**Excerpted passage**
"""

Okay, that title is a lie. Because everyone has a Kickstarter project these days. I recently finished one for a double album of comedy and music called Flaw Fest. You can read about all the crazed work that went into that in this post about cocaine and unicorns.

As a comedian, one of the hardest things about running a Kickstarter project is taking a short break from making jokes about Kickstarter. So I’m going to relish this short window when I feel comfortable poking fun at it.

That said, I do think it’s a great system to support artists of all kinds.

I appreciate all the insane support I got for both Flaw Fest and my book Comedy of Doom, which was also made possible by Kickstarter. So I want to support other people, not just with money, but also with talking about it.

Here’s some talking about projects!

The Suburbs’ New CD!

This project will wrap up in just a few days. I’ve been lucky enough to get to know Chan Poling of the Suburbs a little bit. I performed this comedy piece at a holiday show of The New Standards (another of Chan’s awesome musical endeavors.) It’s awesome to see an established band like the Suburbs eschew the standard label system and go directly to their fans.

Jawbone Radio: Season X.

This is a project by my good pal Len Peralta. Len is the man behind the awesome Geek-A-Week trading card series. Here’s my card and podcast. Len is raising funds to relaunch his podcast. I can confirm that Len is a great conversationalist. We shared a room at Dragon Con last year. We spent many hours sitting in our pajamas and chatting. It was awesome. As this podcast will be.

"""

**Exercise data**

"""

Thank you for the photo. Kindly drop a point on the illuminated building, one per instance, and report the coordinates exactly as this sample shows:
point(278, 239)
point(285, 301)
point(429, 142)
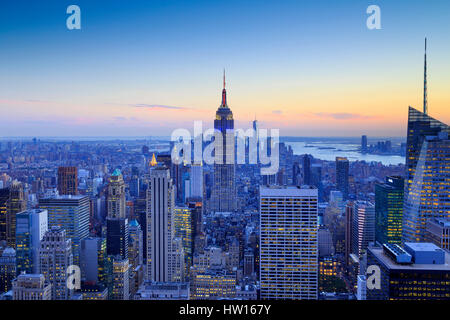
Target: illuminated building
point(7, 269)
point(389, 210)
point(212, 285)
point(135, 256)
point(418, 271)
point(68, 180)
point(4, 197)
point(94, 292)
point(72, 214)
point(93, 259)
point(30, 230)
point(363, 226)
point(342, 183)
point(438, 232)
point(55, 256)
point(16, 203)
point(183, 227)
point(288, 243)
point(165, 257)
point(118, 278)
point(223, 197)
point(196, 180)
point(163, 291)
point(116, 196)
point(31, 287)
point(328, 266)
point(427, 183)
point(117, 234)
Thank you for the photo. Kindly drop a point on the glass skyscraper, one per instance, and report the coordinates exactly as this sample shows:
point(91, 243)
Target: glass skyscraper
point(72, 214)
point(223, 198)
point(427, 183)
point(288, 243)
point(389, 210)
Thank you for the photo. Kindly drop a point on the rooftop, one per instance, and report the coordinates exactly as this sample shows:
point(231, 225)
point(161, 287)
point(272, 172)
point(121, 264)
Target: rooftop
point(288, 191)
point(378, 252)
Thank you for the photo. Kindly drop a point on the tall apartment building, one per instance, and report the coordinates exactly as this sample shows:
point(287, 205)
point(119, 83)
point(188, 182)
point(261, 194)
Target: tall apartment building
point(363, 226)
point(55, 257)
point(389, 210)
point(116, 195)
point(30, 230)
point(117, 232)
point(16, 203)
point(72, 214)
point(31, 287)
point(288, 243)
point(4, 197)
point(342, 172)
point(118, 278)
point(7, 269)
point(161, 204)
point(427, 181)
point(93, 260)
point(68, 180)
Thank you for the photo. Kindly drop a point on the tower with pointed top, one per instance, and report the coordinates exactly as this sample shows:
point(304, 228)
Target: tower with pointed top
point(425, 89)
point(223, 197)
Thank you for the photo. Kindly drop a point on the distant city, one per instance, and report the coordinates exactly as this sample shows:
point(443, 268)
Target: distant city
point(220, 215)
point(119, 220)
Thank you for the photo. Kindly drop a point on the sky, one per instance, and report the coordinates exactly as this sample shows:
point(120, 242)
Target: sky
point(145, 68)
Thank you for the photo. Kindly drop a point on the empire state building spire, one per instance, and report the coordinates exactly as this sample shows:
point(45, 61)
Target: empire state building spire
point(224, 92)
point(425, 93)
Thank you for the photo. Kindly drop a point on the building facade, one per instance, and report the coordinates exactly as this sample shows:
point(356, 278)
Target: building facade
point(288, 243)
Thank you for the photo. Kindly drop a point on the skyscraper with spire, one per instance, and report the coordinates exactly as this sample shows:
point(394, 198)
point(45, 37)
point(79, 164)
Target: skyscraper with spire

"""

**Written request 1**
Return, unchanged, the lines of the listing starting with the line that contains "on the tall" and going on through the line that contains "point(145, 68)", with both of those lines included.
**Written request 2**
Write the next part of the blog post about Kickstarter projects, picking up after its final sentence.
The blog post and the listing have no connection to each other.

**Task output 1**
Thank you for the photo. Kindly drop a point on the tall apartment building, one per instance, and report the coordinates exactly as this sample shows:
point(287, 205)
point(119, 83)
point(188, 182)
point(261, 194)
Target: tall apartment building
point(363, 226)
point(55, 257)
point(389, 210)
point(116, 195)
point(30, 230)
point(117, 232)
point(16, 203)
point(72, 214)
point(31, 287)
point(288, 243)
point(4, 197)
point(342, 172)
point(118, 278)
point(7, 269)
point(161, 204)
point(427, 181)
point(93, 260)
point(68, 180)
Thank you for the photo. Kindly drop a point on the tower with pointed top, one per instance, and report the coordinates exactly as this sample shows:
point(304, 228)
Target: tower with pointed top
point(425, 89)
point(223, 197)
Thank you for the photo. Kindly drop a point on the distant city, one per instance, and report the coordinates exactly as this sample shows:
point(443, 268)
Target: distant city
point(220, 215)
point(119, 220)
Thank you for the photo. Kindly drop a point on the sky, one per instance, and report the coordinates exactly as this sample shows:
point(120, 242)
Target: sky
point(145, 68)

**Task output 2**
Shuriken!

This is a game about ninjas. Lots and lots of ninjas. It’s made by Brian Wood and Jon Cazares. Brian is also behind Awesome Dice. I filmed these commercials for the company. I drank horrible Canadian whiskey for those commercials, so obviously I’m willing to do a lot for Brian. I play tested the game many moons ago and it’s great. Did I mention it has ninjas? Are you sick of zombies cultural dominance? Strike back by supporting ninjas.

And that’s it. Awesome rock band. Awesome podcast. Awesome ninjas. Overuse of the word awesome.

And now I’m off to work on my Robin Hood Kickstarter in which I raise funds to give to other Kickstarters.

Cheers,
Joseph

If you enjoy my work, you can sign up for my fan list here and make more comedy possible by buying a book, a comedy album, or a script here.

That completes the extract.